*TASK PROMPT*: Identify the lines in the data below that contain "single" and give only how many there are.

*DATA TO USE*:
════════════════════

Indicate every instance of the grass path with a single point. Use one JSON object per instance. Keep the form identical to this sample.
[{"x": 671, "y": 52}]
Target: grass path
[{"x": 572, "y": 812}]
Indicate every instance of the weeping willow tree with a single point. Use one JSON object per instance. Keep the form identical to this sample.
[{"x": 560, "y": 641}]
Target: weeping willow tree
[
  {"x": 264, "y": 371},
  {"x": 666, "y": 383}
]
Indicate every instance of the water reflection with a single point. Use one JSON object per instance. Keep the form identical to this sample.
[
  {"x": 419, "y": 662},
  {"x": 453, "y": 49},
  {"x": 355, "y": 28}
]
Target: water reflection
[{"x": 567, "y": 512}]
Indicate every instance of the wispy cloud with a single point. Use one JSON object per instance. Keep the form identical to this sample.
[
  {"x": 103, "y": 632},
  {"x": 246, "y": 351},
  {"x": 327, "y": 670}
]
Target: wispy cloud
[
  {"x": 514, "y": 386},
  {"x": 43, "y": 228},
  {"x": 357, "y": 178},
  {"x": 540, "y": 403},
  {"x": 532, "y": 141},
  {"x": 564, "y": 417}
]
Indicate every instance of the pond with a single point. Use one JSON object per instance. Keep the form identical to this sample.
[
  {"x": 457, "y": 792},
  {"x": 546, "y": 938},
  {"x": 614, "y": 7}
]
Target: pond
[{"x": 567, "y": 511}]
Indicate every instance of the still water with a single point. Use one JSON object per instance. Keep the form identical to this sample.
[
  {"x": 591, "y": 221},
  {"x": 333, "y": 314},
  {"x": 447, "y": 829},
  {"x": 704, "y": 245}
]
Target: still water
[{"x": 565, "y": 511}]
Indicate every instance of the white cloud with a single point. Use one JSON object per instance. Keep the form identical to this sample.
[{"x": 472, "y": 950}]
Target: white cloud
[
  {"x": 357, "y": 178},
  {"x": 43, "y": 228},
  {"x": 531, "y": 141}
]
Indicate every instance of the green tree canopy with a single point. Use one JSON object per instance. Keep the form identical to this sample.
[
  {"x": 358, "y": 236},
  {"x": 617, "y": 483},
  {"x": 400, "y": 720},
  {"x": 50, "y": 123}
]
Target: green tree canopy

════════════════════

*SOLUTION TO THIS PROBLEM*: 8